What needs to be done →
Exactly as they appear, copy the lines of the listing from the one containing "Would you mind marking the dirt mound" through the final line, both included, and nothing else.

Stored entries
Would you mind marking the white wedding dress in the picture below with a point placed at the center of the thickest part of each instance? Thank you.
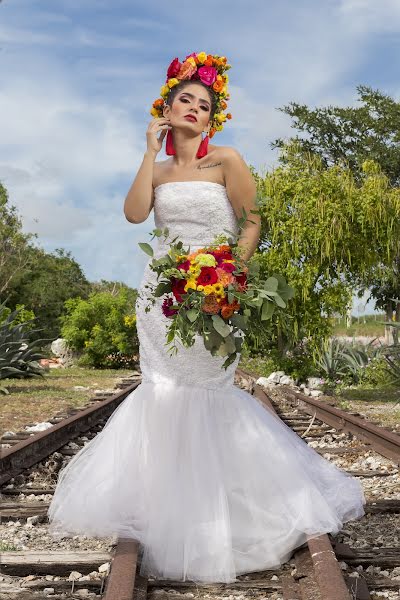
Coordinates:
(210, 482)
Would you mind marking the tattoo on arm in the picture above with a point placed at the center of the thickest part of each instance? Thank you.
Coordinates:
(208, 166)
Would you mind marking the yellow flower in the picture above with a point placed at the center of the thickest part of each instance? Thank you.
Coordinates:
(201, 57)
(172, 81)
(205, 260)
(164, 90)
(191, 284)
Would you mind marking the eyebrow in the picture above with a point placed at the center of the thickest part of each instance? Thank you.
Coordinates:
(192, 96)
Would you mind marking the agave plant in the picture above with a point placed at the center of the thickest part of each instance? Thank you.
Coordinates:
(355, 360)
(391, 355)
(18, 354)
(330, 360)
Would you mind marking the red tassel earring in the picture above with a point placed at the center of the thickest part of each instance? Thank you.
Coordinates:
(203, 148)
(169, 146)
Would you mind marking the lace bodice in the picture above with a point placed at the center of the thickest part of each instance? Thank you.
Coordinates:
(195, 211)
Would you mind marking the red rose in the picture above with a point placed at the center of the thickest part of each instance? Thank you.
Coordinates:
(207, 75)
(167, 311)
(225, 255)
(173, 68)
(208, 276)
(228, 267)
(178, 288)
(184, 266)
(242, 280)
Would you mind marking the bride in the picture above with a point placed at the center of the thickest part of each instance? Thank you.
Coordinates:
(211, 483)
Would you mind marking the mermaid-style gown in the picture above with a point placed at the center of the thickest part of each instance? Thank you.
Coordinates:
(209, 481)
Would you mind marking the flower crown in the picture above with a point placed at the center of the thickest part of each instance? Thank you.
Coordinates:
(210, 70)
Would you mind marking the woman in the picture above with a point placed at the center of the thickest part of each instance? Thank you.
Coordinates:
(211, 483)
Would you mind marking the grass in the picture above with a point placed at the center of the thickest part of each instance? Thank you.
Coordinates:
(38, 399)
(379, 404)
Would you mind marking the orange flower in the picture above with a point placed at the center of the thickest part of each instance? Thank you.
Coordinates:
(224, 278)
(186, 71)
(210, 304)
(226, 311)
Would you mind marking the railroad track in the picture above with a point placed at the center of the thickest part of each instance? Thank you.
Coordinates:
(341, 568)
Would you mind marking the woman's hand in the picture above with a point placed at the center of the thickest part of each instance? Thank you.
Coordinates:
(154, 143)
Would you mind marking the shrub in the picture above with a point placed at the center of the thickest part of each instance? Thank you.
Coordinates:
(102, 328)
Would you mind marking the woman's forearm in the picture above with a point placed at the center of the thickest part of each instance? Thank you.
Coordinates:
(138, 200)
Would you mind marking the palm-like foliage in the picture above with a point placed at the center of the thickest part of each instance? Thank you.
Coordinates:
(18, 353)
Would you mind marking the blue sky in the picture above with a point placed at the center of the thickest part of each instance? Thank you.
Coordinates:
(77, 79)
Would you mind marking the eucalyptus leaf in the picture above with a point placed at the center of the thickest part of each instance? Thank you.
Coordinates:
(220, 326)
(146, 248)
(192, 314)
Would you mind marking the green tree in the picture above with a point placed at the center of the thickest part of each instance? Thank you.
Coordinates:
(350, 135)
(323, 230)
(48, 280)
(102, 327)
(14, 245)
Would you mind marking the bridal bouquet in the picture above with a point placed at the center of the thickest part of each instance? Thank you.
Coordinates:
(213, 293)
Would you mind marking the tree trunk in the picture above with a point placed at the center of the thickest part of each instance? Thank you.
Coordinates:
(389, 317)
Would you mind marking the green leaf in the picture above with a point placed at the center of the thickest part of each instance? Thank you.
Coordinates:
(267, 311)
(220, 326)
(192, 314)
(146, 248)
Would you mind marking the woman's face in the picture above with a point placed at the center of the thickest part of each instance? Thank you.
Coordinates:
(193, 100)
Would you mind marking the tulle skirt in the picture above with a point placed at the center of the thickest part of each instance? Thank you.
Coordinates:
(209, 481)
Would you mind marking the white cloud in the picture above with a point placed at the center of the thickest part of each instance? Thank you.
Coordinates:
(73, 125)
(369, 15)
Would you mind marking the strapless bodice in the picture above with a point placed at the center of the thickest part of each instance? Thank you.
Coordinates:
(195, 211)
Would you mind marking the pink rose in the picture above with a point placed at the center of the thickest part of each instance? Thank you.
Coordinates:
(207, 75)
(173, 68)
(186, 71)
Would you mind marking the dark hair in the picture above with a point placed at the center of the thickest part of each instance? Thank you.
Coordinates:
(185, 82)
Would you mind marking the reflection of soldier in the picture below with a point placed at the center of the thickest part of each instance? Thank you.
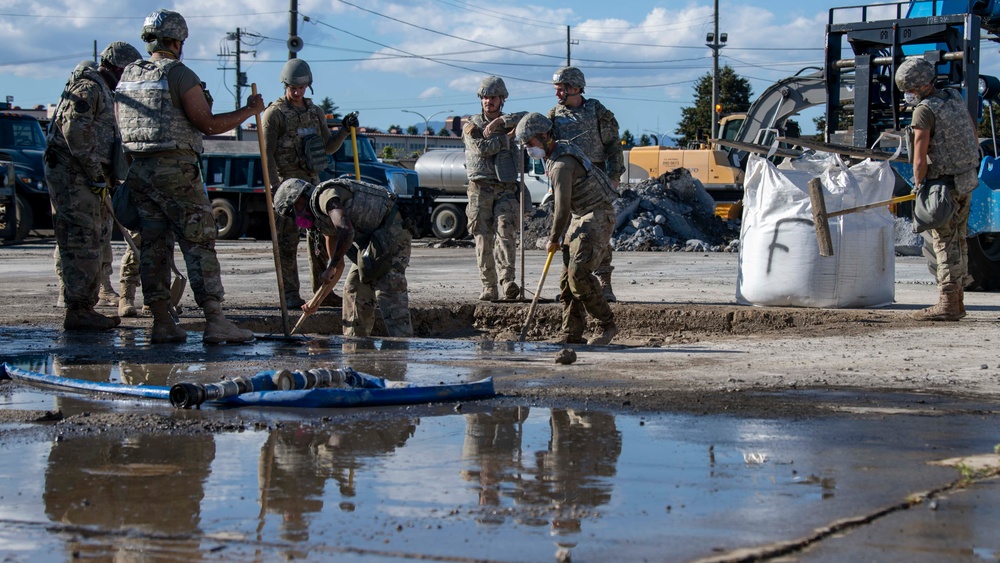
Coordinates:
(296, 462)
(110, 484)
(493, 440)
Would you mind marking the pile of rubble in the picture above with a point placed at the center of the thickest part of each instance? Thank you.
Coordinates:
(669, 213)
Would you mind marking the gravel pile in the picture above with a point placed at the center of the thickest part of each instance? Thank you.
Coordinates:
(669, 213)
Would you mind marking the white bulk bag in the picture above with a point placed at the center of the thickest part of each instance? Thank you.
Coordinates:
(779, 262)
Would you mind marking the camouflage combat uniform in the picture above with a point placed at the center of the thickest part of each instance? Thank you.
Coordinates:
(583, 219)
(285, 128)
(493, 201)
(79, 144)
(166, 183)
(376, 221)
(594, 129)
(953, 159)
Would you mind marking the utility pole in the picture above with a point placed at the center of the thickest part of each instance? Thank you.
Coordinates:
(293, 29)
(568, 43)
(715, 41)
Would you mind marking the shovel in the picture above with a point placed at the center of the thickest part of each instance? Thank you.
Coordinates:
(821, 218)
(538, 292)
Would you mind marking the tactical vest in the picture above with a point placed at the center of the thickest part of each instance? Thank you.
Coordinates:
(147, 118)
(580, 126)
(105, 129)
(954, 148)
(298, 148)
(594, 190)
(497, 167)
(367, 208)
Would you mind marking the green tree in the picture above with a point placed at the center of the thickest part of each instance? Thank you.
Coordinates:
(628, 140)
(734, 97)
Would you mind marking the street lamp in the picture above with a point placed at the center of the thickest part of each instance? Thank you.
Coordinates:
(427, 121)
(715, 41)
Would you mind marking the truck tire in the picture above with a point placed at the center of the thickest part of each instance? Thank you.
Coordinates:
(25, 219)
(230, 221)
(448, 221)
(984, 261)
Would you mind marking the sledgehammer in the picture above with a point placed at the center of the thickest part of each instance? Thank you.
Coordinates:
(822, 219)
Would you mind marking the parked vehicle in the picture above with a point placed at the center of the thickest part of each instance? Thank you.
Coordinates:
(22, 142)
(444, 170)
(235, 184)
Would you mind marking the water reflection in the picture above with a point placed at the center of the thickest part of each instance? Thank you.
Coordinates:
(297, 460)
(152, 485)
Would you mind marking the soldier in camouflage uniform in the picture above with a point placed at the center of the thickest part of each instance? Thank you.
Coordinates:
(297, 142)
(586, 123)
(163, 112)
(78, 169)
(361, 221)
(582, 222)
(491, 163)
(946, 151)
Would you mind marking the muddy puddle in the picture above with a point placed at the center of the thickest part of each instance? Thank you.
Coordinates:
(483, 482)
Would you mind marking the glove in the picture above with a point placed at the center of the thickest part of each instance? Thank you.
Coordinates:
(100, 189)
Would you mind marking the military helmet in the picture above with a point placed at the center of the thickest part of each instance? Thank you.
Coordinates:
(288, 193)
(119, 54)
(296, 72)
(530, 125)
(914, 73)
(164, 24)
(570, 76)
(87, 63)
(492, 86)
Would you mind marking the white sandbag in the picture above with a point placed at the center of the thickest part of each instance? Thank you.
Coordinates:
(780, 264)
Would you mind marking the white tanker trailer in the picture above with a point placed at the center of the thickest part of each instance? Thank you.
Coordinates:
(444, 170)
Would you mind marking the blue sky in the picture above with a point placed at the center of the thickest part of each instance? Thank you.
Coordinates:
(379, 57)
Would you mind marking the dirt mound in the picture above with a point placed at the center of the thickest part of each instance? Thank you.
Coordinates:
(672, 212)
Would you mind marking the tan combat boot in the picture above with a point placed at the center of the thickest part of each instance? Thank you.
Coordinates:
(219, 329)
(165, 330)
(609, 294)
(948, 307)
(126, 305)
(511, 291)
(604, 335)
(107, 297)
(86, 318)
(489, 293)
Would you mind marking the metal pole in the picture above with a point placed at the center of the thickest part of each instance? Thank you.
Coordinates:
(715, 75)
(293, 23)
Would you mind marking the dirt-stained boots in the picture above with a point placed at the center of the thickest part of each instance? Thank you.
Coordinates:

Task result →
Would you mind marking the dirt mound in the picture above with a point placed at the center of the thickest part of each instance? Thank you.
Coordinates:
(672, 212)
Would you mind marking the tan combat boot in the picture above with a point placed at the center of the thickest part of each instance? Thank you.
Coordinates:
(219, 329)
(165, 330)
(609, 294)
(948, 307)
(126, 305)
(511, 291)
(604, 335)
(107, 297)
(86, 318)
(489, 293)
Would you mind marking the metal pole in the picture above with a point placed at the center of the thickest part of each instance? Thank you.
Coordinates:
(715, 75)
(293, 23)
Would you mind marking the dirt-stained boots in the picture above with a point placed at the center of the thickest part of each instance? Thank you.
Coordinates:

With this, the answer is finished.